*課題文*
以下のすべての記録を、一行を一つの文字列とするJSONリストとして書き出せ。空行は除き、画像は答えに含めないこと。
***
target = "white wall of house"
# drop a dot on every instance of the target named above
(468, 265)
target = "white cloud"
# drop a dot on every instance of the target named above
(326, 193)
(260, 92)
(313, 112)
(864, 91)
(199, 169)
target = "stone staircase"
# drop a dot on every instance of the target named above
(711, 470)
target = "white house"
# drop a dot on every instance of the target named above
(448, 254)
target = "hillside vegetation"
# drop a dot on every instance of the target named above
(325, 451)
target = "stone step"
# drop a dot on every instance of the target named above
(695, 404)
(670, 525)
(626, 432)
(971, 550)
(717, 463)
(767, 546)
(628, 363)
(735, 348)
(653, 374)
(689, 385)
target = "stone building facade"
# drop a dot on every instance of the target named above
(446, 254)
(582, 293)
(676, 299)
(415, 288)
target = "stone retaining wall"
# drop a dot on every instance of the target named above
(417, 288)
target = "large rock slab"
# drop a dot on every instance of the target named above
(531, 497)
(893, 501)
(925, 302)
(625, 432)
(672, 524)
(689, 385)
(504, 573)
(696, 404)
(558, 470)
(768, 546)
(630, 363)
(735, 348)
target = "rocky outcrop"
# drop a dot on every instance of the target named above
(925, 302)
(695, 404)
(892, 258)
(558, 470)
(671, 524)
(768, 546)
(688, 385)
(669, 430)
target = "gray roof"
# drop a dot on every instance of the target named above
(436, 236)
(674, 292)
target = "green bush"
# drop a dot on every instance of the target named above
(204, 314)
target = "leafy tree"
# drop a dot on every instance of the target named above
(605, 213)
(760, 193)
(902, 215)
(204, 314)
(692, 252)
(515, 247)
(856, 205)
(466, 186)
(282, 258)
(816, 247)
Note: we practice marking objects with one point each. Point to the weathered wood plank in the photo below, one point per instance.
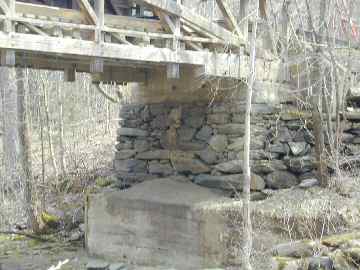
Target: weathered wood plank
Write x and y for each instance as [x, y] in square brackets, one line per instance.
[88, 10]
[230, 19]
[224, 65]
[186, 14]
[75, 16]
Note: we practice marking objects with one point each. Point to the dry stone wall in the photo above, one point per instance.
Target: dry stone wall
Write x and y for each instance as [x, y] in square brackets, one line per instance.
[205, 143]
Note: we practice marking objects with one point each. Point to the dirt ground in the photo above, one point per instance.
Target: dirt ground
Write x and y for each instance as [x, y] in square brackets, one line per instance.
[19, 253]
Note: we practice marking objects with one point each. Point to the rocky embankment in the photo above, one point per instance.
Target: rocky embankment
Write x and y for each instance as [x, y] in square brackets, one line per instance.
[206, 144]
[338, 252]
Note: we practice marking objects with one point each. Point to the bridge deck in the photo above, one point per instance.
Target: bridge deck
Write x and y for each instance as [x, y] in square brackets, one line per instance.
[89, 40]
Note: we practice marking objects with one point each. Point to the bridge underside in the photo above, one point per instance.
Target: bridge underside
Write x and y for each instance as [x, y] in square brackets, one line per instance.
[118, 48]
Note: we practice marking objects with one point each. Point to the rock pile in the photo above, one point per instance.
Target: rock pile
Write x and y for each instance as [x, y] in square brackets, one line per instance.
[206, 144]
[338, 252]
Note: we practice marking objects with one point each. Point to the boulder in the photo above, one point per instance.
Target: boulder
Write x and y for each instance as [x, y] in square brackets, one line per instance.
***
*完成した課題*
[
  "target = \"white wall of house\"",
  "# drop a dot on every instance of the target named above",
  "(468, 265)",
  "target = \"white cloud\"",
  "# drop a dot on every instance of the target named above",
  "(326, 193)",
  "(260, 92)",
  "(313, 112)",
  "(864, 91)",
  "(199, 169)",
  "target = \"stone staircase\"",
  "# drop a dot on every instance of the target named above",
  "(711, 470)",
  "target = \"white house\"",
  "# drop a dot on every instance of the target named above",
  "(448, 254)",
  "target = \"hillside vegetation\"",
  "# drop a dot on every instance of the target named above",
  "(325, 451)",
  "target = \"stone step\"",
  "# drop a dot on every instance of the target named above",
  "(695, 404)",
  "(670, 525)",
  "(626, 432)",
  "(971, 550)",
  "(717, 463)",
  "(767, 546)",
  "(628, 363)",
  "(735, 348)",
  "(653, 374)",
  "(689, 385)",
  "target = \"stone building facade\"",
  "# drop a dot on every instance of the target named above",
  "(446, 254)",
  "(582, 293)",
  "(676, 299)",
  "(415, 288)",
  "target = \"stone retaining wall\"",
  "# drop a dot on every instance of the target named above",
  "(417, 288)",
  "target = \"large rock slab\"",
  "# drop a dot on every instance of the target named above",
  "(531, 497)",
  "(893, 501)",
  "(925, 302)",
  "(625, 432)",
  "(672, 524)",
  "(689, 385)",
  "(504, 573)",
  "(696, 404)",
  "(558, 470)",
  "(768, 546)",
  "(630, 363)",
  "(735, 348)",
  "target = \"rocky outcrop\"",
  "# drop a dot on every instance of the target named above",
  "(925, 302)",
  "(695, 404)",
  "(892, 258)",
  "(558, 470)",
  "(671, 524)",
  "(768, 546)",
  "(688, 385)",
  "(669, 430)",
  "target = \"gray roof\"",
  "# drop a dot on every instance of the target named above",
  "(436, 236)",
  "(674, 292)",
  "target = \"green bush\"",
  "# drop a dot on every instance of the target named above",
  "(204, 314)",
  "target = \"leafy tree\"",
  "# drop a dot on every instance of the target named above",
  "(605, 213)",
  "(760, 193)",
  "(902, 215)",
  "(204, 314)",
  "(692, 252)",
  "(515, 247)",
  "(856, 205)",
  "(466, 186)",
  "(282, 258)",
  "(816, 247)",
  "Note: we practice marking objects with one point each. Point to the weathered wood plank in the photo below, one point per instance.",
  "Target: weathered wood plank",
  "Write x and y for each instance as [x, y] in square brackets, one line per instance.",
  "[88, 10]",
  "[230, 19]",
  "[224, 65]",
  "[186, 14]",
  "[75, 16]",
  "Note: we practice marking objects with one point each. Point to the dry stone wall in the photo above, one point per instance.",
  "Target: dry stone wall",
  "Write x and y for each instance as [x, y] in square brackets, one line per instance.",
  "[205, 143]",
  "Note: we practice marking objects with one point each. Point to the dirt ground in the photo above, one point per instance.",
  "Target: dirt ground",
  "Write x and y for each instance as [x, y] in square brackets, one line per instance.",
  "[19, 253]",
  "Note: we practice marking objects with one point each. Point to the rocky embankment in the photo above, one point per instance.",
  "Target: rocky embankment",
  "Write x and y for each instance as [x, y] in square brackets, one line per instance.",
  "[206, 144]",
  "[338, 252]",
  "Note: we practice marking objects with one point each. Point to the bridge deck in the photo above, one point per instance.",
  "Target: bridge deck",
  "Write x and y for each instance as [x, y] in square brackets, one line per instance.",
  "[89, 40]",
  "Note: we practice marking objects with one point each. Point to the bridge underside in the photo above, one point per instance.",
  "Target: bridge underside",
  "Write x and y for each instance as [x, y] in square brackets, one line per instance.",
  "[118, 48]",
  "Note: we practice marking objects with one point each. Point to the rock pile in the photo above, one point per instance.",
  "Target: rock pile",
  "Write x and y for each instance as [x, y] in square brackets, one line per instance.",
  "[206, 144]",
  "[338, 252]",
  "Note: we practice marking objects with one point each. Point to the boulder in the photo above, one point per instance.",
  "Target: boulder",
  "Write x and y for each instance as [x, y] in square brackets, one line per instance."
]